— Stated task —
Every line of the material that follows must be printed again exactly.

— Available data —

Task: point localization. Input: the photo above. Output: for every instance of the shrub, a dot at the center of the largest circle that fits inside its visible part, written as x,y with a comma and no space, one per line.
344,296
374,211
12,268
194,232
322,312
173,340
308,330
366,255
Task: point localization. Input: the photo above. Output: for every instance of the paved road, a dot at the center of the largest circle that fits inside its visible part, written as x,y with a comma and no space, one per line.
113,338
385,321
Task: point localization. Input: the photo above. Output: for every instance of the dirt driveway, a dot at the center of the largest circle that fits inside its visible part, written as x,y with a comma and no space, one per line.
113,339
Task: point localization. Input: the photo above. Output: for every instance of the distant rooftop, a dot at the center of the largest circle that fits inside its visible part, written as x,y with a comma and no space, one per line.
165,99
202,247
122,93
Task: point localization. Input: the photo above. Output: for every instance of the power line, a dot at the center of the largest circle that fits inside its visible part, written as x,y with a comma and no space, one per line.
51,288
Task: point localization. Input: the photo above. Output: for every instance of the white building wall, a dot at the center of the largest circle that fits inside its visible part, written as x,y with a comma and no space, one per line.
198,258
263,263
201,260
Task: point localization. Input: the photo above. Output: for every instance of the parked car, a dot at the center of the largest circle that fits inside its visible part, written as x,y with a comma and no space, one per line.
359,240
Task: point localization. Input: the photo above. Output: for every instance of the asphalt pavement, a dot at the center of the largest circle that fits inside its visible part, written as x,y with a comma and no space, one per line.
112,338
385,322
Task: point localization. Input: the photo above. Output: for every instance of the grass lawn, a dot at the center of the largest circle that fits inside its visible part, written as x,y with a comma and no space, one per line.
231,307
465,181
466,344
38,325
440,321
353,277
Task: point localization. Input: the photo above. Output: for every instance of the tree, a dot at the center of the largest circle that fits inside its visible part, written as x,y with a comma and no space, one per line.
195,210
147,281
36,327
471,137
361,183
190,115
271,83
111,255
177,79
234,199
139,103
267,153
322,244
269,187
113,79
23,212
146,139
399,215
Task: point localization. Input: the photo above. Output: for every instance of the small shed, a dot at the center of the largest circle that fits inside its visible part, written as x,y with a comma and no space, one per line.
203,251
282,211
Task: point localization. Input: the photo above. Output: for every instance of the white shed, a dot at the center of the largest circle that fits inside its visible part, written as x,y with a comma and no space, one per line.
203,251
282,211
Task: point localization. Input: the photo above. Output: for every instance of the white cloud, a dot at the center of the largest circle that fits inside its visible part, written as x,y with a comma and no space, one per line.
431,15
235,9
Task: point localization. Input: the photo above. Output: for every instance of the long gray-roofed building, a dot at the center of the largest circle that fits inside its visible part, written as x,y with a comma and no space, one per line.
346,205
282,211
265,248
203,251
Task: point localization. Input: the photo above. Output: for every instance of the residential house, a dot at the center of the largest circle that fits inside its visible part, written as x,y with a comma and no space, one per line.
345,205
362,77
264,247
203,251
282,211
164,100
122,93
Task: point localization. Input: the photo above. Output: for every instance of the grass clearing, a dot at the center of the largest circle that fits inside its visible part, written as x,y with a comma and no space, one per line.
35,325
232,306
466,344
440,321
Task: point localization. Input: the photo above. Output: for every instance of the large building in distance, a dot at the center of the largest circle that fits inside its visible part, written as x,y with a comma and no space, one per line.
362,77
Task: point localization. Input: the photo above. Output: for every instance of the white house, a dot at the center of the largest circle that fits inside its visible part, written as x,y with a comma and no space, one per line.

— Output —
Task: point localization. Input: the photo above. Output: for every instance of the shrub, a dot at the center of the largest circle that fits inside its visible part, written as x,y with a comma and no space, one per line.
344,296
374,211
12,268
194,232
322,312
173,340
308,330
366,255
Task: point localization. Input: the photo above. Output: for every instance of the paved road, a dot at the center of the largest circle that fits inside its visible part, written as x,y with a comma and no space, one per line.
113,338
385,321
Task: point localization. Input: the photo above. Output: for every instance of the dirt driveway, a dot at the center of the largest circle that fits inside its visible part, written as x,y with a comma and no space, one per line.
113,339
Task: point localization. Input: the photo above. Output: for every instance of the distant rooftop, a dot at the center of the largest circle that fits inside its visible part, written as x,y with a comma and no space, one per line.
165,99
202,247
122,93
Task: point localization. Input: the photo above. Output: for every instance of the power line, a dot at the center of the largest circle that fits inside its visible part, written as x,y with a comma and no space, one per line.
51,288
Task: point localization. Input: the photo above. Output: for every instance of the white building wall, a dot at the center of the largest circle that fits inside its visible part, written as x,y with a comma and no space, one per line.
198,258
263,263
201,260
Task: point localization. Input: the photo above. Output: for every instance of the parked car, a dot at the center of the largest circle that fits inside its visible part, written as x,y with a comma and no space, one per line.
359,240
Task: point localization. Input: the photo above. Output: for every instance of the asphalt pavement, a dot at the center of the largest circle that fits inside its visible part, written as x,y with a comma and no space, one per line.
112,338
385,322
Task: point localization. Input: the photo above. Output: for every instance of the grass lawn, a dot at the center of the largest circle that fits inside its visible part, written as x,y with a comma and no space, one per line.
231,307
465,181
466,344
38,325
440,321
353,277
Task: point localization. Input: the photo above. Output: for every instance of the tree, a dot at the center of the largest circle that fits inside its visible part, written as x,y with a comma and no space, one per line.
195,210
147,281
36,327
471,137
361,183
190,115
271,83
111,255
177,79
234,199
139,103
267,153
322,244
269,187
113,79
23,212
146,139
399,215
Task: point localization. Input: the photo above. Output: for every instance of the small shed, a dot at the center of the largest circle that fits inside its visible part, written as x,y with a comma and no space, one per line.
203,251
282,211
Task: point localization. Input: the photo above. Output: for every instance of the white shed, a dot at the center of the largest circle that fits inside its visible part, written as x,y with a comma and no space, one per line.
203,251
282,211
Task: point localization. Input: the photo above. Output: for every instance of the white cloud, a dot at the center of the largest circle that fits inside its visible part, written as x,y with a comma and no space, one per line.
431,15
235,9
Task: point localization. Input: the photo above. Output: for every instance of the long gray-roofed building, a dot at the center of the largest circle that fits inside its visible part, written as x,y with a comma and no space, one per line.
346,205
282,211
265,248
203,251
Task: point localization. Input: the photo above. Output: for every instance of the residential house, a dot at the center of the largest circle that fits inside its visible part, written as x,y with a comma and no space, one per line.
345,205
362,77
264,247
203,251
282,211
164,100
122,93
Task: point localization. Input: the photo above. Output: for every instance of the grass clearing, a dot at the center of the largest circle that fits inside its visible part, written as x,y with a comma and no space, one per line.
35,325
232,306
466,344
440,321
Task: point localization. Input: the photo above. Output: for every instance of the large building in distance, a dot at the center of the largest circle that fits inside its visible part, written as x,y with a comma and no space, one per line.
362,77
Task: point localization. Input: the photo above. Output: for every instance of the white house, a dot at the center of the largest circle that fits inside its visible part, written as x,y with a comma and no space, one per line.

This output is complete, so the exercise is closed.